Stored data
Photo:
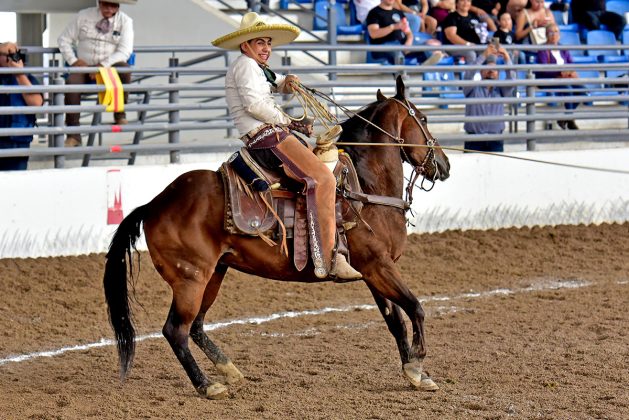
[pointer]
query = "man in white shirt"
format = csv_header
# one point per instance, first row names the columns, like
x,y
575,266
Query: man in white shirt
x,y
363,7
99,36
265,129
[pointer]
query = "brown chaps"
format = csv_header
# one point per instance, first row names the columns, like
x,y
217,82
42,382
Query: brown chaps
x,y
301,164
74,98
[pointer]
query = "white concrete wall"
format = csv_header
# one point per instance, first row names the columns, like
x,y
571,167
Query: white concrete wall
x,y
64,212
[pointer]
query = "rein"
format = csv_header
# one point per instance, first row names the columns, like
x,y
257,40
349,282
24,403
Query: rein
x,y
418,170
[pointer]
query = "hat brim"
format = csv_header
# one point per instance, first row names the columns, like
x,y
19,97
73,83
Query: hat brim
x,y
280,34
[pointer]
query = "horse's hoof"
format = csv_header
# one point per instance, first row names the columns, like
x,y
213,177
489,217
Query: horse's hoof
x,y
421,381
216,391
230,372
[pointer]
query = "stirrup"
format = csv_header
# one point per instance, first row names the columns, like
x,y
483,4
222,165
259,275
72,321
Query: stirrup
x,y
343,272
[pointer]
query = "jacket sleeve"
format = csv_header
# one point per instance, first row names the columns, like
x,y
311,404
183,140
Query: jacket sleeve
x,y
68,40
254,98
125,44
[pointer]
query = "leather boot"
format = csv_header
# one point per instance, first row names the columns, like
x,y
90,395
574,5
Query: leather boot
x,y
344,271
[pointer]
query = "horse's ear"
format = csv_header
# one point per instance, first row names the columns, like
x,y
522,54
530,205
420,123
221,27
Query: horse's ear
x,y
399,87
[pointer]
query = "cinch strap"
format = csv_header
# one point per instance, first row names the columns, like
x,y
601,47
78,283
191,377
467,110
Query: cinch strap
x,y
113,97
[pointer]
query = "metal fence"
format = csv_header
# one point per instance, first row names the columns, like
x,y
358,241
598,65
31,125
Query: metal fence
x,y
184,96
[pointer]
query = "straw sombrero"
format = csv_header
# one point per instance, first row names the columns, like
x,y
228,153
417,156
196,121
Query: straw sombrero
x,y
252,26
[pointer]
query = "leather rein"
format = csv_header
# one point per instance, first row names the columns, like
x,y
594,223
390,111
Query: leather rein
x,y
418,170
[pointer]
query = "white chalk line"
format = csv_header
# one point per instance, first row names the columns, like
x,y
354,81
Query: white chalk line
x,y
540,286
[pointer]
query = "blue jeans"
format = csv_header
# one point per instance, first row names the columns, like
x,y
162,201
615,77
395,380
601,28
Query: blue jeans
x,y
17,163
485,146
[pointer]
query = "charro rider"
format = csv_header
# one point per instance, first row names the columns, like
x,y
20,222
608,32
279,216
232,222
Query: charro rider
x,y
264,128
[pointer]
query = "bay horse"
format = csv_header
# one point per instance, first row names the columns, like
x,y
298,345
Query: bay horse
x,y
191,250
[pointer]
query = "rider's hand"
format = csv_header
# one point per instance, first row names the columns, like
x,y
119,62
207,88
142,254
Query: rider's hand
x,y
305,126
289,82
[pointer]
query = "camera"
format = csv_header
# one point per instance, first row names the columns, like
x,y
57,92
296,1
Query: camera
x,y
17,56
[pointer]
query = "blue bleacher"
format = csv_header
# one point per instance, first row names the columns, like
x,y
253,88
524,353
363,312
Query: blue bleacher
x,y
601,37
284,3
320,21
571,38
617,6
446,92
594,89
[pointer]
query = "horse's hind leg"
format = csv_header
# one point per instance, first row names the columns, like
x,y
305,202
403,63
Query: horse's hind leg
x,y
187,297
385,281
223,364
393,317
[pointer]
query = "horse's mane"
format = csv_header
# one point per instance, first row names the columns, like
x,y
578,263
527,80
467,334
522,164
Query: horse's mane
x,y
355,128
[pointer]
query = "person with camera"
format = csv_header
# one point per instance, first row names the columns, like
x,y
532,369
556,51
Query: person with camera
x,y
99,36
387,25
483,108
465,28
11,56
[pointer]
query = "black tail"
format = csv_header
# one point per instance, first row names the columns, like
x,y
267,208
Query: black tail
x,y
115,283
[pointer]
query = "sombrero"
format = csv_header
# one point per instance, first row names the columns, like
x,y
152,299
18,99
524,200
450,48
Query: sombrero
x,y
252,26
121,1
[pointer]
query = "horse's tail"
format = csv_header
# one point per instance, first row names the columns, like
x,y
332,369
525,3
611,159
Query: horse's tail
x,y
115,284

What this task involves
Omit every picture while copying the listing above exactly.

Written reply
Photo:
[pointer]
query = "man in white shirt"
format = csv_header
# one point per instance, first row names the columns, like
x,y
575,266
Query: man in white shirt
x,y
363,7
99,36
265,129
[pointer]
query = "brown chaps"
format = csv_header
# one point per instance, first row names the columns, like
x,y
217,82
42,382
Query: brown chaps
x,y
301,164
74,98
[pointer]
query = "white concrete wall"
format = csv_header
# one point per instance, first row names the columns, like
x,y
571,167
Query: white concrete wall
x,y
64,212
[pointer]
query = "rein"
format = csv_header
# one point per instance, first row names the columns, like
x,y
257,40
349,282
24,403
Query: rein
x,y
418,170
[pointer]
query = "hat brim"
format = csv_header
# one point per instance, first row names the columns, like
x,y
19,97
73,83
Query: hat brim
x,y
280,34
[pointer]
query = "horse's hoof"
format = csv_header
# one point per instance, first row names the columns, like
x,y
213,177
489,217
Query: horse's hoof
x,y
421,381
216,391
230,372
[pointer]
query = "stirrup"
format = csv_header
# one point per instance, first row names the columns, like
x,y
483,4
222,165
259,275
72,321
Query: stirrup
x,y
343,272
[pointer]
query = "jacket sleeve"
format = csv_header
# one point per instance, first row names the columns, like
x,y
311,404
183,140
Query: jacket sleeve
x,y
68,40
254,98
125,44
[pointer]
query = "leather boot"
format = csv_header
# one point per instance, first row names the columns, like
x,y
90,395
574,5
Query: leather boot
x,y
344,271
[pointer]
query = "horse's ear"
format = csv_header
# one point per instance, first row names the columns, like
x,y
522,54
530,205
420,123
221,27
Query: horse's ear
x,y
399,87
[pointer]
query = "cinch strap"
format = csv_header
# one point per instance, first row names the columns, like
x,y
601,47
78,283
191,377
467,110
Query: cinch strap
x,y
113,97
[pointer]
query = "metal fence"
format = csv_header
# one point per instance, first row names the columns, like
x,y
358,241
598,65
31,125
Query: metal fence
x,y
184,96
[pointer]
query = "straw sombrero"
format = csv_header
# one point per instance, first row names the columns, like
x,y
228,153
417,156
196,121
Query: straw sombrero
x,y
252,26
[pointer]
query = "leather rein"
format = csv_header
# one point per instance, first row names the columns, like
x,y
594,223
390,111
Query: leather rein
x,y
418,170
[pointer]
query = "white chalk line"
format = csv_header
# one point per instance, first row names the columns, like
x,y
354,81
Query: white chalk line
x,y
540,286
[pointer]
query = "blue jeans"
format = csv_header
# one point per instance, first row names the columns, like
x,y
162,201
615,77
395,380
601,28
Query: blue jeans
x,y
17,163
485,146
[pointer]
query = "charro rider"
format = csv_header
# one point per instance, first row names the columns, like
x,y
20,222
608,32
279,216
232,222
Query: charro rider
x,y
264,128
[pointer]
query = "bay horse"
format = csv_header
# one point per instance, first row names the columns, like
x,y
298,345
Query: bay horse
x,y
191,250
[pointer]
query = "rider's hand"
format = csv_header
# one point per instance, first row names the columns, like
x,y
119,62
207,88
142,254
Query: rider's hand
x,y
305,126
289,82
[pointer]
query = "camera"
format = csv_header
# one point per instance, first row names the columns, like
x,y
57,92
296,1
Query: camera
x,y
17,56
[pointer]
query = "blue bleacher"
format = csv_header
# one point per instance, first row names the columns, like
x,y
253,88
524,353
363,312
Query: blue bleacher
x,y
601,37
284,3
320,21
571,38
617,6
446,92
594,89
[pointer]
query = "horse's hind leg"
format = csv_header
# one point per instance, first row names the columns, like
x,y
305,202
403,63
Query: horse's hind leg
x,y
187,297
385,281
223,364
393,317
[pointer]
query = "horse's mane"
format = csv_header
# one point per instance, first row names the columns, like
x,y
578,263
527,80
467,334
522,164
Query: horse's mane
x,y
355,128
[pointer]
query = "person with camera"
format = csv_header
# one point per instance, first row names the columns, like
x,y
532,369
556,51
Query: person with camera
x,y
99,36
387,25
483,108
465,28
11,56
[pointer]
query = "black tail"
format = csv_header
# one point per instance, first row names the columns, like
x,y
267,208
Query: black tail
x,y
115,283
[pointer]
query = "sombrero"
format = csv_header
# one point per instance, first row names the columns, like
x,y
152,299
18,99
524,200
450,48
Query: sombrero
x,y
252,26
121,1
[pointer]
query = "horse's tail"
format = csv_header
# one point per instance, first row names the columns, like
x,y
332,369
525,3
611,159
Query: horse's tail
x,y
115,284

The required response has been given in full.